● **Assignment**
Your output should be the lines from the start of the data through the line containing "SAMPLE = x=1188, y=499", exactly and nothing more.

● **Recorded data**
+++++
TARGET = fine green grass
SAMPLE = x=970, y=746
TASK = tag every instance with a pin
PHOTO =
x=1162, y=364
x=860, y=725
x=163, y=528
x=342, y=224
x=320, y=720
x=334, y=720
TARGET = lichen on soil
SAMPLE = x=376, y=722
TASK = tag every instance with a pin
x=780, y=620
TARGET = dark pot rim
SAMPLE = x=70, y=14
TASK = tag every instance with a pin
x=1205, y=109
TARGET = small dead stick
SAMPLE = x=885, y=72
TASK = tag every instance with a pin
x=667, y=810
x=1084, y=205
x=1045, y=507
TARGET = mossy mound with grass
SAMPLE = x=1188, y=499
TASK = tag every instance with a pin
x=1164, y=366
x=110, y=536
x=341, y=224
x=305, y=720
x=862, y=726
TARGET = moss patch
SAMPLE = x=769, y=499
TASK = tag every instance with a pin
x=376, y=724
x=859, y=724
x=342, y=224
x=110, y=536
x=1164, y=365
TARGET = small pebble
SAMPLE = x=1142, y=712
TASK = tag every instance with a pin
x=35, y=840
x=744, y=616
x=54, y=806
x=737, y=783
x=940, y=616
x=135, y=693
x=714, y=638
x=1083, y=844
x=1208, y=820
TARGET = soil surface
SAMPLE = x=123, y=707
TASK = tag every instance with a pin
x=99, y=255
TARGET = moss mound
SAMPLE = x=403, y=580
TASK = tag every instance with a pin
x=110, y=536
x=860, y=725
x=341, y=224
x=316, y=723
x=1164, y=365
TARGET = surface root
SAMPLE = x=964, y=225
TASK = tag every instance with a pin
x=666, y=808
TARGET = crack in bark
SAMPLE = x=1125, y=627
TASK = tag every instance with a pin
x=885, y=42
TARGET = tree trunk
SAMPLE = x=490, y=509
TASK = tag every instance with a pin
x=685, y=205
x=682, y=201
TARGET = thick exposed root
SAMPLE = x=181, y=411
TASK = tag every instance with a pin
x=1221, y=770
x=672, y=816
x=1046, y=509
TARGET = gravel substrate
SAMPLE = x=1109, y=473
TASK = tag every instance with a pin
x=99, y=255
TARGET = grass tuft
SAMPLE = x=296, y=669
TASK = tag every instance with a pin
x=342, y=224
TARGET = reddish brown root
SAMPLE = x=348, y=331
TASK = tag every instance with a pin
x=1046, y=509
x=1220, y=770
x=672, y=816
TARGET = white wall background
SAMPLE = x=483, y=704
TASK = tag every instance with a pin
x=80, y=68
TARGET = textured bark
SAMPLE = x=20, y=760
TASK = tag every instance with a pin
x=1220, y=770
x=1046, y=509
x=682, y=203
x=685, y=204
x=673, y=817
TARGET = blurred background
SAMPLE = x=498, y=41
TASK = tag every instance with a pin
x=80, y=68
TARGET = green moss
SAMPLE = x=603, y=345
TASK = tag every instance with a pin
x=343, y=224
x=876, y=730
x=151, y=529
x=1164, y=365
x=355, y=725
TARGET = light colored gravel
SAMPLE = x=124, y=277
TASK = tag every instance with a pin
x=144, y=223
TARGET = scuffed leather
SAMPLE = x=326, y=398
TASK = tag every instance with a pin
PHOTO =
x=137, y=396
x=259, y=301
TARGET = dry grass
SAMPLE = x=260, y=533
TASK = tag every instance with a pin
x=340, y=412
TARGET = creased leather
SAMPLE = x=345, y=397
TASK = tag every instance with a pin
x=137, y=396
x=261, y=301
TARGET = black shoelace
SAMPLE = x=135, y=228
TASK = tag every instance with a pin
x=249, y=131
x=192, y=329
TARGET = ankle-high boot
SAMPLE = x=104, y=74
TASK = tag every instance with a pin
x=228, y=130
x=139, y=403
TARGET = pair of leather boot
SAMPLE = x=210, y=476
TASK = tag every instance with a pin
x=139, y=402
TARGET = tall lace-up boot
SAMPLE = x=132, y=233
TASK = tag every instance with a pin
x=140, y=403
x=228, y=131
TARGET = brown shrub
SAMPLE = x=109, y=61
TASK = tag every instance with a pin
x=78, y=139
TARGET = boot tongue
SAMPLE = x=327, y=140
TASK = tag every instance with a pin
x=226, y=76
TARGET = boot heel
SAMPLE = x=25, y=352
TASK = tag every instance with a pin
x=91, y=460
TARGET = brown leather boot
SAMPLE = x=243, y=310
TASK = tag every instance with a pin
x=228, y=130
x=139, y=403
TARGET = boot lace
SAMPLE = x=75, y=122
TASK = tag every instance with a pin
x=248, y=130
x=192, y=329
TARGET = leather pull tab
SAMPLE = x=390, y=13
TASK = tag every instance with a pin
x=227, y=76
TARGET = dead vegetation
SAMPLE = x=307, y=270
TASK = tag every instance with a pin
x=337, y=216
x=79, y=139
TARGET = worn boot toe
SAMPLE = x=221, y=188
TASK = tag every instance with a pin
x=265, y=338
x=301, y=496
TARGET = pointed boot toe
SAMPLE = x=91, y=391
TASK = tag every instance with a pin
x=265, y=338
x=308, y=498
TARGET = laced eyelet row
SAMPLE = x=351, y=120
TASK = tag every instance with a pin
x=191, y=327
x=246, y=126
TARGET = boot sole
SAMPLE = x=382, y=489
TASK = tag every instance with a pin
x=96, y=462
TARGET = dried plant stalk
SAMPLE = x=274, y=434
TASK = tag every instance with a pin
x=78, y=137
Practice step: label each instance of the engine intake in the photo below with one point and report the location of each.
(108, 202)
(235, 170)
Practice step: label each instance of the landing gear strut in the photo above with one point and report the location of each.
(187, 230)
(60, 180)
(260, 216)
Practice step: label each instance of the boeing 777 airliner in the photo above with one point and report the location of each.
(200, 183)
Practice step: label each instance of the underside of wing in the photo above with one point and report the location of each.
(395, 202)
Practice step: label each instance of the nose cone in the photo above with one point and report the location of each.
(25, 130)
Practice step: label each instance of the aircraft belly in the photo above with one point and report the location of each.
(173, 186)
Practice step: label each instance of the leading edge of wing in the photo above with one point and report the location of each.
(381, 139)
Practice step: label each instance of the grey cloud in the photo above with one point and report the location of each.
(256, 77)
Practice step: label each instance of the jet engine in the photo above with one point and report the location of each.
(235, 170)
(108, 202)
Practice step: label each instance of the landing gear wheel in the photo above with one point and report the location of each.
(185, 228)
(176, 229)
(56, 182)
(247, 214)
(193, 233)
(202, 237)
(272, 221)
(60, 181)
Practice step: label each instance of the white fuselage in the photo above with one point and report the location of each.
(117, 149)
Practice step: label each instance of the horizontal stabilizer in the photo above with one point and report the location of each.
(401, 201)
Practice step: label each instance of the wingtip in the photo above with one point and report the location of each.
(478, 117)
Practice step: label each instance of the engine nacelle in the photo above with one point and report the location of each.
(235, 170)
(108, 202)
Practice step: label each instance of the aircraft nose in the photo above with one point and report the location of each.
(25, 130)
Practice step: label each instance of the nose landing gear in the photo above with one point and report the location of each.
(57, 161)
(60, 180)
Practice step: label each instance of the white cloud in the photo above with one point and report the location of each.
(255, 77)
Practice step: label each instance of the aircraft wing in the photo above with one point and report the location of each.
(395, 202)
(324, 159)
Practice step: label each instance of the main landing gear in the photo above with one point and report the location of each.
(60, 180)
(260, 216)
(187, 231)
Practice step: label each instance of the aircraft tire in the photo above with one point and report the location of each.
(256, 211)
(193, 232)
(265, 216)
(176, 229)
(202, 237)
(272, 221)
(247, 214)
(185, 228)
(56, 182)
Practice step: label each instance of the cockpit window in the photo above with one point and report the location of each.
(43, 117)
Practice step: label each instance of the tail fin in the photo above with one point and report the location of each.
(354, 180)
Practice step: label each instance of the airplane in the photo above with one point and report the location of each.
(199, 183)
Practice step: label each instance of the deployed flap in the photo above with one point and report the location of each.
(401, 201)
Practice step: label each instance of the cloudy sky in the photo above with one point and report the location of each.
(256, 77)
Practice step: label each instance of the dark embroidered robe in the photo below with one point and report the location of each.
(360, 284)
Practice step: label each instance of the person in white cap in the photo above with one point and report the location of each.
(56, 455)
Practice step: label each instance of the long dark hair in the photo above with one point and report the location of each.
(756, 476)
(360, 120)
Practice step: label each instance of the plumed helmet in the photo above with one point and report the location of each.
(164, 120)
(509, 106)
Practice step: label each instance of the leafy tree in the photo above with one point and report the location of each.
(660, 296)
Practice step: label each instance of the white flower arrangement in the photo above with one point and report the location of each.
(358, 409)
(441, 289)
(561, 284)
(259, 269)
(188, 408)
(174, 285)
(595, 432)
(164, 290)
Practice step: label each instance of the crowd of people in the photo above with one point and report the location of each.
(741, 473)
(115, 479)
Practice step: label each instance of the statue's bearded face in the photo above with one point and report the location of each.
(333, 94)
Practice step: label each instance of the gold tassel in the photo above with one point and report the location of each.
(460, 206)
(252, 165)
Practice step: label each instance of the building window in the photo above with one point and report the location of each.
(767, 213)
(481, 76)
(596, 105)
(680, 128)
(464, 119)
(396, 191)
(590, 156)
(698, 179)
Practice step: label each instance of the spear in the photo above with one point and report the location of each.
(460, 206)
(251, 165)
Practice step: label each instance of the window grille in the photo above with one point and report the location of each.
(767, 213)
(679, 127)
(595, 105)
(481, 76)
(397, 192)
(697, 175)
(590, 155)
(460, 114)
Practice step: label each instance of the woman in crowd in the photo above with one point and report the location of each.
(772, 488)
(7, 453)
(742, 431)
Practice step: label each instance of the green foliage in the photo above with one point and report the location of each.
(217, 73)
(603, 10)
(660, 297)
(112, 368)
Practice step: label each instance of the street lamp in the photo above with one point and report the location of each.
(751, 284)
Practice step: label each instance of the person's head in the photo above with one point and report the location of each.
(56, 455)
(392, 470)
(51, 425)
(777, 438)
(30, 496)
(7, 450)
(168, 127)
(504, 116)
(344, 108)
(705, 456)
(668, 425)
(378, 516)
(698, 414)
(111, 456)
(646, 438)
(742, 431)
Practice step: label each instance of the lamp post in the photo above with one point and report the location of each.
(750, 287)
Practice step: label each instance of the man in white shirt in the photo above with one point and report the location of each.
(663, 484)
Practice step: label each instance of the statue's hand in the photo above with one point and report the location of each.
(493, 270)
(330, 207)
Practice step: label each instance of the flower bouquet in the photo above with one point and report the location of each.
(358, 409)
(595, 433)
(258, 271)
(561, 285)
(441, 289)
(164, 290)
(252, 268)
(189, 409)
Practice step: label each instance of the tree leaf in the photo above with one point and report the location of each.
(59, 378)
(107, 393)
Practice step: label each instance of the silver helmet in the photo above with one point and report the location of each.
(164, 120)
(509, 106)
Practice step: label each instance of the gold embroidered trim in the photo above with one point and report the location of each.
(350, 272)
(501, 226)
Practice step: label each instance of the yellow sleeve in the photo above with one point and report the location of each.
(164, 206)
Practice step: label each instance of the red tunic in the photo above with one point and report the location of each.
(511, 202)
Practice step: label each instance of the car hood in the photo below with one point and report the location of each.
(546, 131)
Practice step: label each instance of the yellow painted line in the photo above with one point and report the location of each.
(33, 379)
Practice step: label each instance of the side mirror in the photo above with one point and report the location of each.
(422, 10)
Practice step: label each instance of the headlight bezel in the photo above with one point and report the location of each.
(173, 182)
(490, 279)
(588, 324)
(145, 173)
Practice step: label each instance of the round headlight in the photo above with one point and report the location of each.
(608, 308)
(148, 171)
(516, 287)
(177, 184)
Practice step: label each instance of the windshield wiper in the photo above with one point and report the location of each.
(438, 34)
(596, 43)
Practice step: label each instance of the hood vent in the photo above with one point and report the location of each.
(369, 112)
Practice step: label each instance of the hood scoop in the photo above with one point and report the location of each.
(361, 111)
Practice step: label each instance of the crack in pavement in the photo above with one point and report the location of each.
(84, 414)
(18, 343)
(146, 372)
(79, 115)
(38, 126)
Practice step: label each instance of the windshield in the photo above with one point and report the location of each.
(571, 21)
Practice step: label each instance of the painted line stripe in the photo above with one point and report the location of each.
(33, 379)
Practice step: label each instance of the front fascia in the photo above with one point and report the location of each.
+++++
● **Exercise answer**
TARGET = fine green grass
SAMPLE = x=970, y=746
TASK = tag every instance with a pin
PHOTO =
x=1162, y=364
x=860, y=725
x=163, y=528
x=342, y=224
x=320, y=720
x=334, y=720
TARGET = lichen on soil
SAMPLE = x=376, y=722
TASK = tag every instance with a pin
x=780, y=620
TARGET = dark pot rim
SAMPLE = x=70, y=14
TASK = tag every instance with a pin
x=1205, y=109
TARGET = small dead stick
SAMPLE = x=885, y=72
TASK = tag every instance with a pin
x=667, y=810
x=1084, y=205
x=1045, y=507
TARGET = mossy mound with grass
SAMPLE = x=1188, y=499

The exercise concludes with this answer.